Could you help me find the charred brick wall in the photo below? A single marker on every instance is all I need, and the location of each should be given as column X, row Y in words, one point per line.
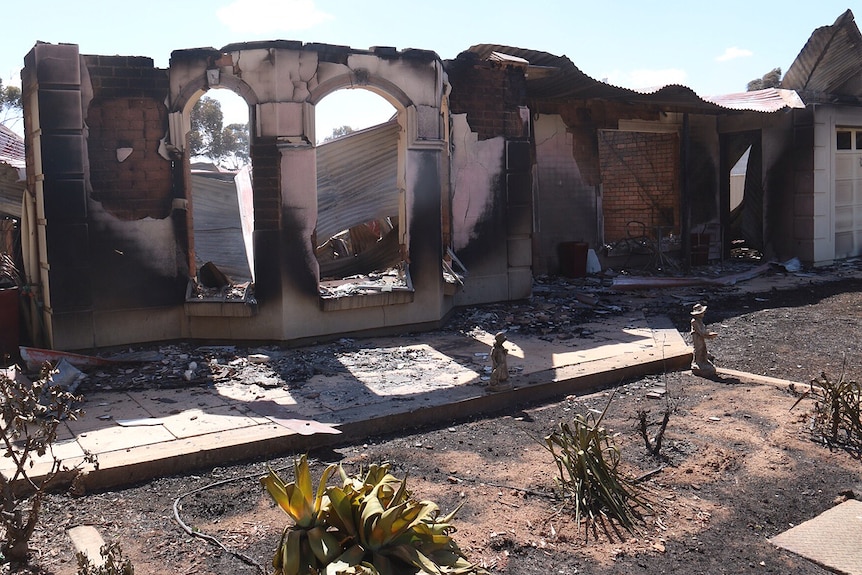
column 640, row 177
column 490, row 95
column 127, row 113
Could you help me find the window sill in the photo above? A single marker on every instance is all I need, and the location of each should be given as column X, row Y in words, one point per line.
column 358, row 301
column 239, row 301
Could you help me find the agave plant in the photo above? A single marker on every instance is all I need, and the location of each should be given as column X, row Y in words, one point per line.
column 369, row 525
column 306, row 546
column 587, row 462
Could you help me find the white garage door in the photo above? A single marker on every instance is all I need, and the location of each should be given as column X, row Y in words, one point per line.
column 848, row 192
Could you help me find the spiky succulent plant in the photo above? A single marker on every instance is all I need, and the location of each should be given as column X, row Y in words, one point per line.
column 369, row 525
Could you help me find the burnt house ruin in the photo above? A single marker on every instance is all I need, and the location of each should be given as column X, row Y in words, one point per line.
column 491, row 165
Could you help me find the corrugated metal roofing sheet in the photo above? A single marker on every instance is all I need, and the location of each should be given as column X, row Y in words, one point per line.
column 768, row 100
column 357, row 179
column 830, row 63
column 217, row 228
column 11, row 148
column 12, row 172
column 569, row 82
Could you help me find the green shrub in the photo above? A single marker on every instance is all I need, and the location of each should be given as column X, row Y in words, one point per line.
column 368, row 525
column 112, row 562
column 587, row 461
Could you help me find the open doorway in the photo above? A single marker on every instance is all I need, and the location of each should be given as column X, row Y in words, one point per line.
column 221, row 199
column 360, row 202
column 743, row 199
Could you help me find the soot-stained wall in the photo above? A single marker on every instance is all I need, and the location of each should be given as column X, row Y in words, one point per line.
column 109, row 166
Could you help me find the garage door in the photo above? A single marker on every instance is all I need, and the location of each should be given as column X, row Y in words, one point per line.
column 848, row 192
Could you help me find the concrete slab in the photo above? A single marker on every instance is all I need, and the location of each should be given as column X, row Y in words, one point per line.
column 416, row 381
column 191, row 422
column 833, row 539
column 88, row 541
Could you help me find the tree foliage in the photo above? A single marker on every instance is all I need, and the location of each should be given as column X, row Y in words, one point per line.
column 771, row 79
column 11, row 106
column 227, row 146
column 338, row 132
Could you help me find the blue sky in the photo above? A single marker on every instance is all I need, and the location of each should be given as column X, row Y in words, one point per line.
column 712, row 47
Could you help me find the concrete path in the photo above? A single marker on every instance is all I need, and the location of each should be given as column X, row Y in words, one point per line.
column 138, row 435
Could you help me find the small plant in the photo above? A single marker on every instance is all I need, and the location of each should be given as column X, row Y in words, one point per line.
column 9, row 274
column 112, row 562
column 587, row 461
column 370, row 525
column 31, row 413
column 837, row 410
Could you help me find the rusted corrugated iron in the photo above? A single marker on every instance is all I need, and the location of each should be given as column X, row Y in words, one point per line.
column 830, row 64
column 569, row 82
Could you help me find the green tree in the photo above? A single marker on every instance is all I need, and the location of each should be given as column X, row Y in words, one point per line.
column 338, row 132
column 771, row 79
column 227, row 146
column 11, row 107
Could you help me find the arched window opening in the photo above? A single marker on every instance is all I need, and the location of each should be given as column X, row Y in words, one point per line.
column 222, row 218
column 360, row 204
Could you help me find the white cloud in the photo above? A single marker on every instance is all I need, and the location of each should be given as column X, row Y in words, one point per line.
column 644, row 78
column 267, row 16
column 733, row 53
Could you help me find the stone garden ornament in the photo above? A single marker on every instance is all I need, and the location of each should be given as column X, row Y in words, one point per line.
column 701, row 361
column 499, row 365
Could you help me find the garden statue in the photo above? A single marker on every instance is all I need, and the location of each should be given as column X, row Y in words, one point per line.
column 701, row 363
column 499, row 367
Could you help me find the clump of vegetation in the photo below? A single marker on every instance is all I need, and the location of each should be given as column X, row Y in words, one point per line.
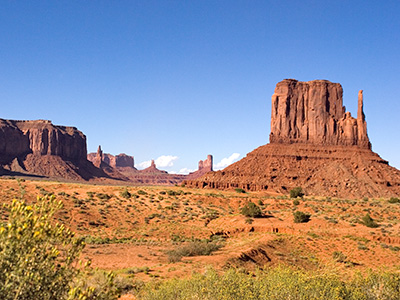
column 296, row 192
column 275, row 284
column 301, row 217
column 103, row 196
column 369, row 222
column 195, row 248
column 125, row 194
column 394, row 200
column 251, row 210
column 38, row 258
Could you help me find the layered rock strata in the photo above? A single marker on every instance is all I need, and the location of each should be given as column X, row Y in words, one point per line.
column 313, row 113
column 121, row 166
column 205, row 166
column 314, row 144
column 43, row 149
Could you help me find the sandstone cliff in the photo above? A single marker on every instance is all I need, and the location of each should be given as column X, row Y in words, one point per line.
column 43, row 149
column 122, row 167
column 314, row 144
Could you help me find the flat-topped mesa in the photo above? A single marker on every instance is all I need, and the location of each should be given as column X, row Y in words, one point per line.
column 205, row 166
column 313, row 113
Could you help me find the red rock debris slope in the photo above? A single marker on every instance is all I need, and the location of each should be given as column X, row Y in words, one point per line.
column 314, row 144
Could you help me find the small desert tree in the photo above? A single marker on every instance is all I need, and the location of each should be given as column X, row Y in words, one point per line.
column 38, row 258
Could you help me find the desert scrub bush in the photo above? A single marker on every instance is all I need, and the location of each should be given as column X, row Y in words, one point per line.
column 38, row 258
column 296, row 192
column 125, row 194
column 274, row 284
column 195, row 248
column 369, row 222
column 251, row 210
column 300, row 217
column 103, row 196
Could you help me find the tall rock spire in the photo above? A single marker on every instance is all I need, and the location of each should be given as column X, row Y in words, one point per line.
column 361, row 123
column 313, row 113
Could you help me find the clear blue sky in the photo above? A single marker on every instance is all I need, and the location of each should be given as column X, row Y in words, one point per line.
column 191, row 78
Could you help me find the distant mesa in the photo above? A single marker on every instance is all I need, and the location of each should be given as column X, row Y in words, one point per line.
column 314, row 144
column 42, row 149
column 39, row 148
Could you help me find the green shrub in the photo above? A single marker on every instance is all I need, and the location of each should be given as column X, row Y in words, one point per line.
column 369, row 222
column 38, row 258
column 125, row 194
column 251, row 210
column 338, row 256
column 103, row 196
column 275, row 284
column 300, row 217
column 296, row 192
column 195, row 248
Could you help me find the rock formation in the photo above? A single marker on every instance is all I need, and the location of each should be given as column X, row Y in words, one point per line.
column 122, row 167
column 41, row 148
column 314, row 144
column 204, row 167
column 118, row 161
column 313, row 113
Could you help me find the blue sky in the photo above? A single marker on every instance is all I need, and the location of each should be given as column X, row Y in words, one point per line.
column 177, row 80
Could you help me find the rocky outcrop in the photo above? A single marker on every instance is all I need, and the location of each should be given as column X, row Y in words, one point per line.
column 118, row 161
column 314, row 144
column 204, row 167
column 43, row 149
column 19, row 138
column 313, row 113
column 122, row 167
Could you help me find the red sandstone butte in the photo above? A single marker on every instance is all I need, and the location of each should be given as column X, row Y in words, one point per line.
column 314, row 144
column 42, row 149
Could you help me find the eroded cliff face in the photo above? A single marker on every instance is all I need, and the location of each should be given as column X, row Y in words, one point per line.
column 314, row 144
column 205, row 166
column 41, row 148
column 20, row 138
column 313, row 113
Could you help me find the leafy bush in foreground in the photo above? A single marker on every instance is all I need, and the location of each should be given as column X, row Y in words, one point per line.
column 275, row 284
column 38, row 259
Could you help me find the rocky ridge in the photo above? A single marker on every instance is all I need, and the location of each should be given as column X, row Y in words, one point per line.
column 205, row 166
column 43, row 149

## Problem details
Transcribe the records word for word and include no pictures.

## Output
Could you help me find the charred brick wall in the photo below? A single marker on every instance is all I need, and the location of each should be given as column X, row Y in words, one point per line.
column 640, row 177
column 490, row 95
column 127, row 113
Could you help me find the window sill in the photo above? A single marker on every instance is all I need, and the location of each should be given as column X, row Y in words, one point per line.
column 358, row 301
column 239, row 301
Could you help me find the agave plant in the photo above? A single marker on every instance is all I need, and the location of each should be given as column X, row Y in words, one point per line.
column 369, row 525
column 306, row 546
column 587, row 462
Could you help me find the white garage door in the photo above? A single marker on every instance is all I need, and the location of each should be given as column X, row Y in words, one point per line.
column 848, row 192
Could you help me find the spiky succulent plant in the photo above? A single marker on every instance is all I need, and the location of each should be given as column X, row Y in words, one point per line.
column 369, row 525
Could you help me find the burnt house ruin in the photo above? A single marker on every instance is all I need, and the location of each should be given as column X, row Y in words, one point per line.
column 491, row 165
Could you help me find the corrugated metal roofing sheet in the photo above? A single marker on every instance is all I need, and the location of each should be given as column X, row Y in words, one point per line.
column 768, row 100
column 357, row 179
column 830, row 63
column 217, row 228
column 11, row 148
column 12, row 172
column 569, row 82
Could you help me find the green shrub in the photo above? A single marker on every instance is all I need, and the location of each should be given as column X, row Y in words, one point per line.
column 368, row 525
column 112, row 562
column 587, row 461
Could you help me find the open doorway in the photo above? A single marker on every instance is all I need, and the location of each should be given as column X, row Y in words, one point per line.
column 221, row 199
column 360, row 202
column 743, row 199
Could you help me find the soot-stained wall in the photo above? A single marker on every instance is all I need, and the location of each should be given as column X, row Y in words, one point per line.
column 109, row 166
Could you help me find the garage door in the photo above? A single marker on every instance is all I need, and the location of each should be given as column X, row Y in words, one point per line.
column 848, row 192
Could you help me find the concrete slab in the photo above? A single marker on every instance is all I need, and the location of each should be given as column X, row Y in words, one point per line.
column 416, row 381
column 191, row 422
column 833, row 539
column 88, row 541
Could you help me find the tree foliage in the photo above? A single marker on every instance is all I need, and the location of each should be given as column X, row Y in words, one point per line.
column 771, row 79
column 11, row 106
column 227, row 146
column 338, row 132
Could you help me find the blue sky in the photo above? A single marker on every instance is all I need, and the location of each should be given as column X, row Y in words, one point per line.
column 712, row 47
Could you help me find the concrete path in the photo above? A single marker on every instance is all I need, and the location of each should be given as column X, row Y in words, one point per line.
column 138, row 435
Could you help me find the small plant in the photo above? A single marker on every instance is all I need, and the location of each should be given as column X, row Y in words, one point per line.
column 9, row 274
column 112, row 562
column 587, row 461
column 370, row 525
column 31, row 413
column 837, row 410
Could you help me find the rusted corrugated iron in the photo above? A single marker on every instance is all I need, and the location of each should be given as column X, row Y in words, one point per line.
column 830, row 64
column 569, row 82
Could you help me find the green tree in the photo above? A single marker on every instance is all I need, and the location of each should be given as column X, row Y in words, one point per line.
column 338, row 132
column 771, row 79
column 227, row 146
column 11, row 107
Could you help me find the arched window opening in the photo above? A single marker on every instance is all I need, and the location of each should be given as column X, row Y in words, one point per line.
column 222, row 218
column 360, row 204
Could you help me find the white cloud in the photo above? A single marker on every instance is all I need, and the location of each should be given as column X, row Y in words, one point per line.
column 644, row 78
column 267, row 16
column 733, row 53
Could you help me find the stone garden ornament in the photo above? A single marker on every instance is all I need, and the location of each should be given as column X, row Y in words, one point per line.
column 701, row 361
column 499, row 365
Could you help me find the garden statue in the photo above? A single marker on every instance is all I need, and the location of each should be given as column X, row Y in words, one point per line.
column 701, row 363
column 499, row 367
Could you help me find the clump of vegetation in the photo below? A single marker on every instance is all I need, and the location of each should be given as column X, row Y in words, one point per line.
column 296, row 192
column 275, row 284
column 301, row 217
column 103, row 196
column 369, row 222
column 195, row 248
column 125, row 194
column 394, row 200
column 251, row 210
column 38, row 258
Could you help me find the layered rock strata in the photo above? A single marker on every instance is all I need, and the location of each should be given as column X, row Y in words, one point per line.
column 313, row 113
column 121, row 166
column 205, row 166
column 314, row 144
column 43, row 149
Could you help me find the sandstone cliff in the photo above? A single marker on every instance is all I need, and the location of each should be given as column X, row Y in words, one point per line.
column 43, row 149
column 122, row 167
column 314, row 144
Could you help me find the flat-topped mesa in the photo above? A single marker on every instance is all I need, and the location of each should be given as column X, row Y in words, one point per line.
column 205, row 166
column 313, row 113
Could you help me find the red rock debris slope in the photo above? A single marker on every instance is all I need, and the location of each should be given as column X, row Y in words, one point per line.
column 314, row 144
Could you help me find the small desert tree in the photo above? A single marker on every instance is all I need, and the location of each should be given as column X, row Y in words, one point per line.
column 38, row 258
Could you help me find the desert scrub bush in the photo above? A single marker on every instance is all I need, and the location of each should be given as column X, row Y in words, one point per line.
column 38, row 258
column 296, row 192
column 125, row 194
column 274, row 284
column 195, row 248
column 369, row 222
column 251, row 210
column 300, row 217
column 103, row 196
Could you help me find the tall rock spire in the photo above? A single marker on every instance is all I need, and the location of each should be given as column X, row Y in words, one point per line.
column 361, row 123
column 313, row 113
Could you help me find the clear blue sky in the photo above? A single marker on every instance is all I need, and the location of each should be given as column X, row Y in words, one point per line.
column 191, row 78
Could you help me find the distant mesa in the photo above? A single marker on every instance is all I need, and the location of each should be given as column X, row Y in words, one point per line.
column 314, row 144
column 42, row 149
column 39, row 148
Could you help me find the green shrub in the photo above? A single marker on every instance is all I need, and the location of each should be given as column X, row Y in words, one point per line.
column 369, row 222
column 38, row 258
column 125, row 194
column 251, row 210
column 338, row 256
column 103, row 196
column 275, row 284
column 300, row 217
column 296, row 192
column 195, row 248
Could you help me find the rock formation in the photo above? A single marker on every instance is all I need, and the location of each should be given as column X, row Y in words, one point per line.
column 122, row 167
column 41, row 148
column 314, row 144
column 204, row 167
column 118, row 161
column 313, row 113
Could you help me find the blue sky in the photo above? A single marker on every instance is all I need, and the location of each should be given as column X, row Y in words, one point per line.
column 177, row 80
Could you help me find the rocky outcrop in the photo above? A single marker on every instance is all I need, and the location of each should be given as column X, row Y in words, one point per line.
column 118, row 161
column 314, row 144
column 204, row 167
column 43, row 149
column 19, row 138
column 313, row 113
column 122, row 167
Could you help me find the red sandstone butte in the photo above? A single marker on every instance is all I need, and the location of each should be given as column X, row Y in words, one point per line.
column 314, row 144
column 42, row 149
Could you help me find the eroded cliff face in the photo above? A single marker on every instance is all I need, and the location of each should be given as column X, row Y in words, one point per line.
column 314, row 144
column 205, row 166
column 41, row 148
column 20, row 138
column 313, row 113
Could you help me find the leafy bush in foreground in the photo above? A single marker on every instance is all I need, and the location of each should be given as column X, row Y in words, one point per line.
column 275, row 284
column 38, row 259
Could you help me find the rocky ridge in the photo above? A single marker on every instance is all I need, and the location of each should be given as column X, row Y in words, one point per line.
column 205, row 166
column 43, row 149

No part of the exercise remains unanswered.